--- Tâche courte A ---
Extrayez du texte sur Dieudonné le passage qui commence par « Le message de » et se termine par « à Paris vendredi. ».
--- Tâche courte B ---
D'après le texte sur Dieudonné, à combien de victimes des attentats les Français rendaient-ils hommage ?
--- Tâche courte C ---
Poursuivez le texte sur Dieudonné à partir de sa dernière phrase.

--- Texte fourni ---
Le message de l'humoriste controversé avait été diffusé alors que des millions de Français rendaient hommage aux 17 victimes des attentats contre Charlie Hebdo, des policiers et des Juifs.
Dieudonné assurait avoir participé à la marche, mais la tournait en dérision en la qualifiant d'"instant magique égal au Big Bang qui créa l'Univers".
"Sachez que ce soir, en ce qui me concerne, je me sens Charlie Coulibaly", ajoutait-il, associant le slogan de soutien au journal satirique, "Je suis Charlie", au nom d'Amédy Coulibaly, auteur de la prise d'otages au cours de laquelle quatre hommes juifs ont été tués à Paris vendredi.
Dieudonné "a le sentiment qu'on le traite comme un terroriste et c'est pour ça qu'il a accolé les deux noms", a déclaré Me Mirabeau.
Ses fans ont dénoncé sur Facebook une "liberté d'expression sélective". Pour Margot, Dieudonné est attaqué comme s'il était "l'ennemi public n°1".

--- Lignes de données ---

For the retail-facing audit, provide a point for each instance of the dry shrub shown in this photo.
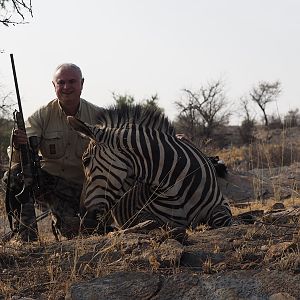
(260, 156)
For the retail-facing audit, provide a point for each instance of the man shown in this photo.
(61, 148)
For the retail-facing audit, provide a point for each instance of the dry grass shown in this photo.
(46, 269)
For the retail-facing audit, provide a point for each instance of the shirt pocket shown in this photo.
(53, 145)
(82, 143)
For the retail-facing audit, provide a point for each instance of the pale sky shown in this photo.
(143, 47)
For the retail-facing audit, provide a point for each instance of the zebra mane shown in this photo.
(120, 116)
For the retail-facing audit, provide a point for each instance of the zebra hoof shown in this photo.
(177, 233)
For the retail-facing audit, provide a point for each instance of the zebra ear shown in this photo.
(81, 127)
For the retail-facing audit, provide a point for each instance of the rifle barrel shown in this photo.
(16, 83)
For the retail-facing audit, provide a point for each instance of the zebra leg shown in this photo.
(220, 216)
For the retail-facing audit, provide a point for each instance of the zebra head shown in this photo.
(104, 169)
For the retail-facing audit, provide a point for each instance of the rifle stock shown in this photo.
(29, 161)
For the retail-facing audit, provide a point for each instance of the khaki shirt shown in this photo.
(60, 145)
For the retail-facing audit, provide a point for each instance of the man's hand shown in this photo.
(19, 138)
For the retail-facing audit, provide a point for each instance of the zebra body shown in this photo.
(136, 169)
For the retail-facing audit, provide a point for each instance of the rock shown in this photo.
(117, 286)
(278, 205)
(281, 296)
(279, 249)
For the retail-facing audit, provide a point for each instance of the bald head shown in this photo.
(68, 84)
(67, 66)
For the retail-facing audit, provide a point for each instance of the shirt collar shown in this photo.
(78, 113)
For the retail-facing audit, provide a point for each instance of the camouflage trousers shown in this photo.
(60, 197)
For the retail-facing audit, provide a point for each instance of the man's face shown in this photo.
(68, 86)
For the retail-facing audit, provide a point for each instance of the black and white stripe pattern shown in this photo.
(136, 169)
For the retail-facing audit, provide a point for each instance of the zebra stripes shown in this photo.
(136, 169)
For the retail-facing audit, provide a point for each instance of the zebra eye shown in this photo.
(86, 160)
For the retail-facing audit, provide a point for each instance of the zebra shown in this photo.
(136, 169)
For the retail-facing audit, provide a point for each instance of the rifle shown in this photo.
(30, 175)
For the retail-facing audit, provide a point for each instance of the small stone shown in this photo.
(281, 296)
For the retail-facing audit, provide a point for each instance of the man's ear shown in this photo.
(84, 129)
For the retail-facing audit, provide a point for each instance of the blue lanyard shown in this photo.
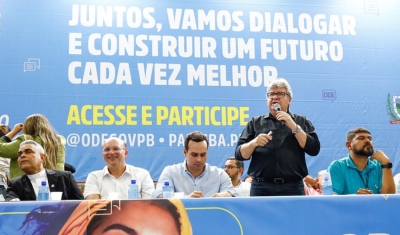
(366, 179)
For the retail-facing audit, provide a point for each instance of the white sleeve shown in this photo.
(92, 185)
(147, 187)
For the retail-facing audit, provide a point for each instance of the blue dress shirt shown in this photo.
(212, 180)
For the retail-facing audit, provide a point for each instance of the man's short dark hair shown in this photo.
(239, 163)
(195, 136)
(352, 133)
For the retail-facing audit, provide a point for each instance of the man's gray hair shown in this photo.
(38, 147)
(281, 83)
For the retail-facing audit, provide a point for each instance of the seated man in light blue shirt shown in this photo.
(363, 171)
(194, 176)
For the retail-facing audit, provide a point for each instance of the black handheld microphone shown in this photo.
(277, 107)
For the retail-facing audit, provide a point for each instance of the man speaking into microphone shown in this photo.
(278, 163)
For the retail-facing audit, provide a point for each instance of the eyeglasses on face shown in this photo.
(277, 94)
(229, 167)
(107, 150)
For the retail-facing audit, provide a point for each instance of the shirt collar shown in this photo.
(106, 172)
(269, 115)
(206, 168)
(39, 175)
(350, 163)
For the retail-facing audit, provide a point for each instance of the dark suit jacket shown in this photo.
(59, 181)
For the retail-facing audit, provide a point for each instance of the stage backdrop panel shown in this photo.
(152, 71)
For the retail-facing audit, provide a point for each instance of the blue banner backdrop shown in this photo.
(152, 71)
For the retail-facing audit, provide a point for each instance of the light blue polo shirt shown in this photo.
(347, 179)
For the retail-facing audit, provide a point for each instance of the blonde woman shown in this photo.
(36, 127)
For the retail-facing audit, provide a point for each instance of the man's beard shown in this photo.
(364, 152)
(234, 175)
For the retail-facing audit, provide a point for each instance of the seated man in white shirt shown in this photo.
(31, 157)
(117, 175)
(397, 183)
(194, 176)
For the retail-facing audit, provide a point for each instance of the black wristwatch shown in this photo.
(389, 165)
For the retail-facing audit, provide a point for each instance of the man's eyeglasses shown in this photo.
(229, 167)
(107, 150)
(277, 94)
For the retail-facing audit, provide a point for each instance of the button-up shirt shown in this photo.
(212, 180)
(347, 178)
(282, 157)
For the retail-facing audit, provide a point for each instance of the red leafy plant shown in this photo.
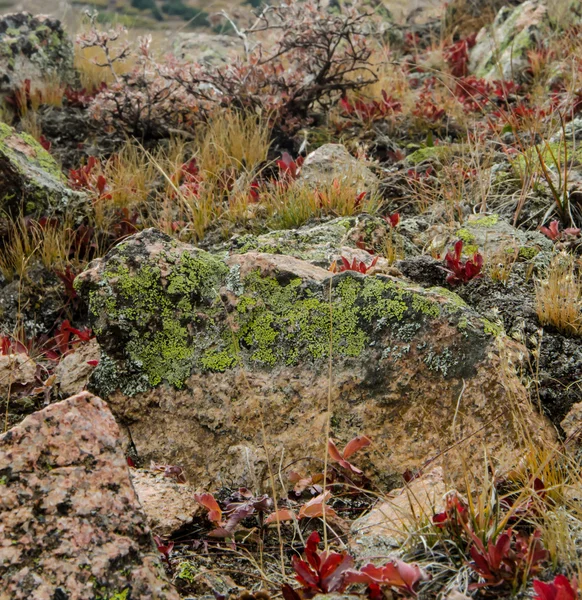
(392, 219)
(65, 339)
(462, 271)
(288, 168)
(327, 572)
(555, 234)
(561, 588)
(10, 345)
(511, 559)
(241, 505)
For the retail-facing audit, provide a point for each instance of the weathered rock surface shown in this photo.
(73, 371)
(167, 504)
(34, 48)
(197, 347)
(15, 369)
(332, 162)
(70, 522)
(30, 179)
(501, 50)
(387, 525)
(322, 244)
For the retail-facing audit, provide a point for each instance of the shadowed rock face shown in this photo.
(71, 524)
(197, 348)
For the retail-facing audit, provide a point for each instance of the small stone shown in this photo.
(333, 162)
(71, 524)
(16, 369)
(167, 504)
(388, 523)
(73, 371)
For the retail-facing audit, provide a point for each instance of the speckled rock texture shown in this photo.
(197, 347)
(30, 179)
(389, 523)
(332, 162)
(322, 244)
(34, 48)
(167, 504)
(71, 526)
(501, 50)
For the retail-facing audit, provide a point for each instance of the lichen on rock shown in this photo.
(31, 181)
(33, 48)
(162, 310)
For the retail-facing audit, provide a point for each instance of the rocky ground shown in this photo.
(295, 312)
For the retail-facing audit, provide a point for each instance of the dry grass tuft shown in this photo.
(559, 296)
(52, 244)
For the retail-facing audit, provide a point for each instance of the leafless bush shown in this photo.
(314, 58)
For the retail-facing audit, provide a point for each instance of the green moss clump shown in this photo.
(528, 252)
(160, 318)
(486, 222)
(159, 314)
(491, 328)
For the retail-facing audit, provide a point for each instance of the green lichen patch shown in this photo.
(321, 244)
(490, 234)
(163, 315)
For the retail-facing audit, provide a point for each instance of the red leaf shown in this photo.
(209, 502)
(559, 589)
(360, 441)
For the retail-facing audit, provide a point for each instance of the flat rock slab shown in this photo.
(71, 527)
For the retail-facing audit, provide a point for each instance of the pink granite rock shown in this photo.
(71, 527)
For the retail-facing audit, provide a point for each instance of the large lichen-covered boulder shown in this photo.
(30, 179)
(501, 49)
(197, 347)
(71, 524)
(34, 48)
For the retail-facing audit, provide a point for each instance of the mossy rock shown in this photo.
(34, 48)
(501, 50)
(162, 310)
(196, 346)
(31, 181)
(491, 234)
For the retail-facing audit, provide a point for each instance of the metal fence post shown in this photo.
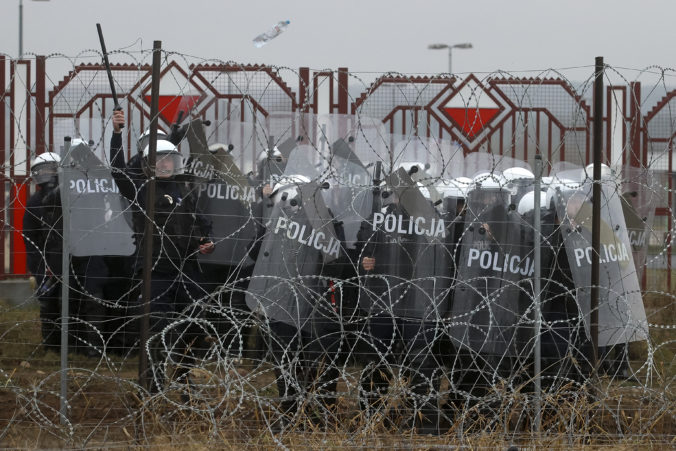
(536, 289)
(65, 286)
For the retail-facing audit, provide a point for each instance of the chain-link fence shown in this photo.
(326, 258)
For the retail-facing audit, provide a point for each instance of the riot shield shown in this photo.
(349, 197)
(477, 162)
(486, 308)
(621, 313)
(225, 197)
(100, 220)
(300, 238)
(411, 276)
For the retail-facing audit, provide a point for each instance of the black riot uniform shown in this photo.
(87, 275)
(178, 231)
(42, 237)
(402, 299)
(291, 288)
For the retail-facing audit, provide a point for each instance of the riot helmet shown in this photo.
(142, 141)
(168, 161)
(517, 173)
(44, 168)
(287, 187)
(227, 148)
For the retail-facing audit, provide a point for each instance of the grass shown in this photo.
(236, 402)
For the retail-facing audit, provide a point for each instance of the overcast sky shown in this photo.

--- Réponse A ---
Le message de l'humoriste controversé avait été diffusé alors que des millions de Français rendaient hommage aux 17 victimes des attentats contre Charlie Hebdo, des policiers et des Juifs.
Dieudonné assurait avoir participé à la marche, mais la tournait en dérision en la qualifiant d'"instant magique égal au Big Bang qui créa l'Univers".
"Sachez que ce soir, en ce qui me concerne, je me sens Charlie Coulibaly", ajoutait-il, associant le slogan de soutien au journal satirique, "Je suis Charlie", au nom d'Amédy Coulibaly, auteur de la prise d'otages au cours de laquelle quatre hommes juifs ont été tués à Paris vendredi.

--- Réponse B ---
À 17 victimes.

--- Réponse C ---
Déjà condamné pour propos antisémites, Dieudonné a rendez-vous jeudi au Palais de justice de Paris, poursuivi au civil par des associations. En cause, une vidéo de 2010 dans laquelle il mettait en cause "la puissance du lobby juif" et appelait à la libération de Youssouf Fofana, l'assassin d'Ilan Halimi, jeune Juif séquestré, torturé et tué en 2006. Il a été relaxé sur le plan pénal.
Vendredi, un jugement sera rendu dans le dossier où Dieudonné est soupçonné d'avoir fait un appel aux dons pour payer ses amendes.
En septembre, le parquet avait ouvert une autre enquête pour apologie du terrorisme pour une vidéo dans laquelle il ironisait sur la décapitation du journaliste James Foley par l'organisation État islamique (EI).
Le délit d'apologie du terrorisme peut être puni d'une peine allant jusqu'à cinq ans de prison et 75.000 euros d'amende. Elle peut être portée à sept ans et 100.000 euros si les faits ont été commis en utilisant un service de communication au public en ligne.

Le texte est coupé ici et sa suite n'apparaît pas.